▸ **WHAT YOU WILL DO**:
#1 Answer these questions from the post on counting PHP lines:
(a) What total does wc -l report for the PHP files in the wordpress-website directory?
(b) Which file in that listing has the most lines, and how many?
(c) In many small and middle sized companies, whose task is it to supply the number of source lines?
#2 According to the post on counting PHP lines, why does the grep pattern have \s before "total" and $ after it?
#3 Please pick up the post on counting PHP lines after its last sentence and keep writing it.

--- start SOURCE ---

Posts Tagged ‘statistical information’

How to count lines of PHP source code in a directory (recursively)

Saturday, July 14th, 2012

Count PHP and other programming languages lines of source code (source code files count) recursively

Being able to count the number of PHP source code lines for a website is a major statistical information for timely auditting of projects and evaluating real Project Managment costs. It is inevitable process for any software project evaluation to count the number of source lines programmers has written.
In many small and middle sized software and website development companies, it is the system administrator task to provide information or script quickly something to give info on the exact total number of source lines for projects.

Even for personal use out of curiousity it is useful to know how many lines of PHP source code a wordpress or Joomla website (with the plugins) contains.
Anyone willing to count the number of PHP source code lines under one directory level, could do it with:::

serbver:~# cd /var/www/wordpress-website
server:/var/www/wordpress-website:# wc -l *.php
17 index.php
101 wp-activate.php
1612 wp-app.php
12 wp-atom.php
19 wp-blog-header.php
105 wp-comments-post.php
12 wp-commentsrss2.php
90 wp-config-sample.php
85 wp-config.php
104 wp-cron.php
12 wp-feed.php
58 wp-links-opml.php
59 wp-load.php
694 wp-login.php
236 wp-mail.php
17 wp-pass.php
12 wp-rdf.php
15 wp-register.php
12 wp-rss.php
12 wp-rss2.php
326 wp-settings.php
451 wp-signup.php
110 wp-trackback.php
109 xmlrpc.php
4280 total

This will count and show statistics, for each and every PHP source file within wordpress-website (non-recursively), to get only information about the total number of PHP source code lines within the directory, one could grep it, e.g.:::

server:/var/www/wordpress-website:# wc -l *.php |grep -i '\stotal$'
4280 total

The command grep -i '\stotal$' has \s in beginning and $ at the end of total keyword in order to omit erroneously matching PHP source code file names which contain total in file name; for example total.php …. total_blabla.php …. blabla_total_bla.php etc. etc.

The \s grep regular expression meaning is "put empty space", "$" is placed at the end of tital to indicate to regexp grep only for words ending in string total.

--- end SOURCE ---
--- start DATASET CONTENT ---

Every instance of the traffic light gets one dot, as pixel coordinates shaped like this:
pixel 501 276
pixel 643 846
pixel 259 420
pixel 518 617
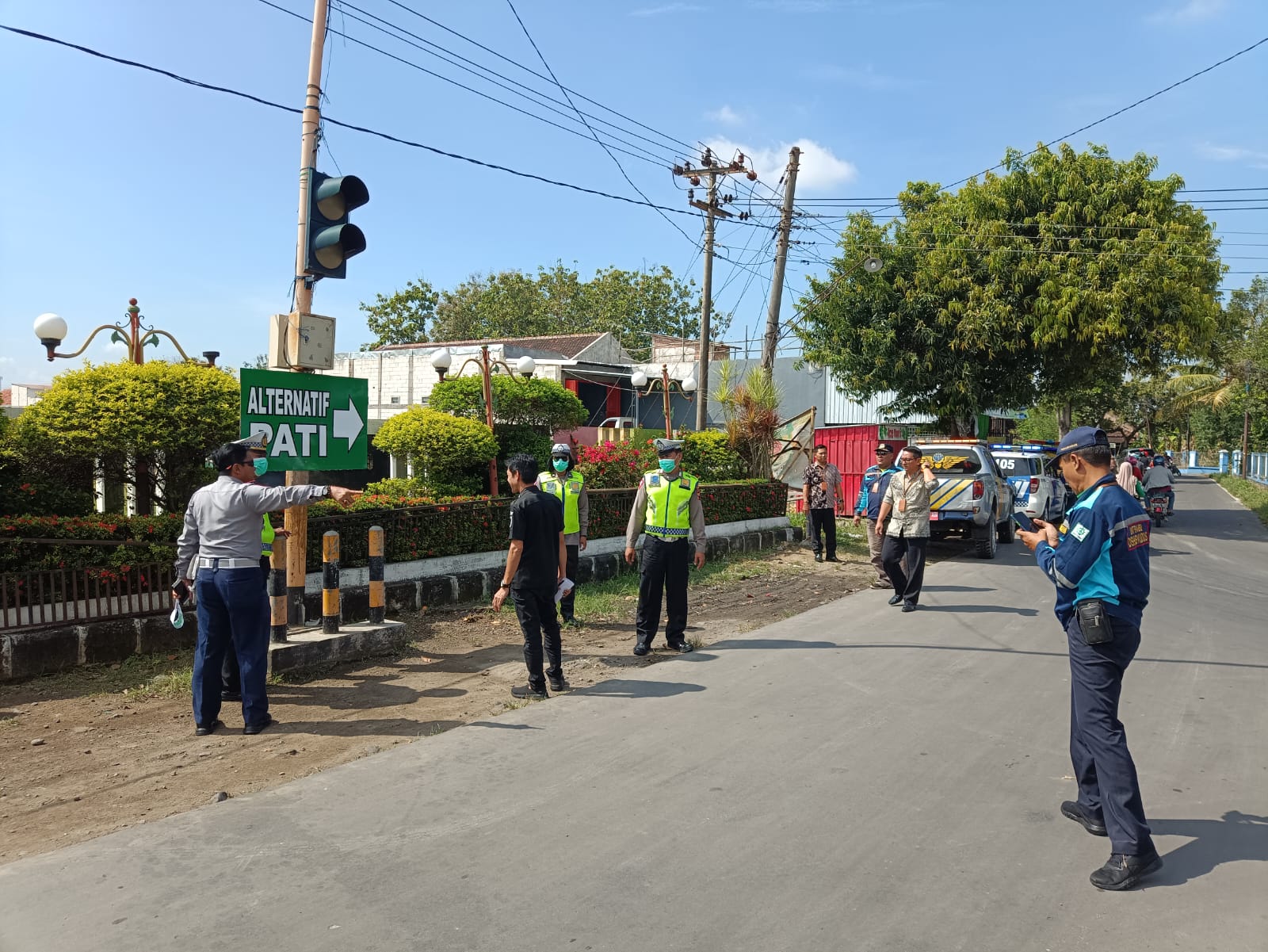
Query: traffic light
pixel 331 239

--- end DATASET CONTENT ---

▸ **RESULTS FOR EACH TASK**:
#1
(a) 4280
(b) wp-app.php, with 1612 lines
(c) The system administrator's

#2 The \s stands for an empty space, and the $ limits the match to lines that end in "total." Together they keep grep from wrongly matching PHP file names that contain "total," such as total.php, total_blabla.php or blabla_total_bla.php.

#3
So far, so good … Now it is most common that instead of counting the PHP source code lines for a first directory level to count complete number of PHP, C, Python whatever source code lines recursively – i. e. (a source code of website or projects kept in multiple sub-directories). To count recursively lines of programming code for any existing filesystem directory use find in conjunction with xargs:::

server:/var/www/wp-website1# find . -name '*.php' | xargs wc -l
1079 ./wp-admin/includes/file.php
2105 ./wp-admin/includes/media.php
103 ./wp-admin/includes/list-table.php
1054 ./wp-admin/includes/class-wp-posts-list-table.php
105 ./wp-admin/index.php
109 ./wp-admin/network/user-new.php
100 ./wp-admin/link-manager.php
410 ./wp-admin/widgets.php
108 ./wp-content/plugins/akismet/widget.php
104 ./wp-content/plugins/google-analytics-for-wordpress/wp-gdata/wp-gdata.php
104 ./wp-content/plugins/cyr2lat-slugs/cyr2lat-slugs.php
,,,,
652239 total

As you see the cmd counts and displays the number of source code lines encountered in each and every file, for big directory structures the screen gets floated and passing | less is nice, e.g.:

find . -name '*.php' | xargs wc -l | less

Displaying lines of code for each file within the directories is sometimes unnecessery, whether just a total number of programming source code line is required, hence for scripting purposes it is useful to only get the source lines total num:::

server:/var/www/wp-website1# find . -name '*.php' | xargs wc -l | grep -i '\stotal$'

Another shorter and less CPU intensive one-liner to calculate the lines of codes is:::

server:/var/www/wp-website1# ( find ./ -name '*.php' -print0 | xargs -0 cat ) | wc -l

Here is one other shell script which displays all file names within a directory with the respective calculated lines of code

For more professional and bigger projects using pure Linux bash and command line scripting might not be the best approach. For counting huge number of programming source code and displaying various statistics concerning it, there are two other tools – SLOCCount
as well as clock (count lines of code)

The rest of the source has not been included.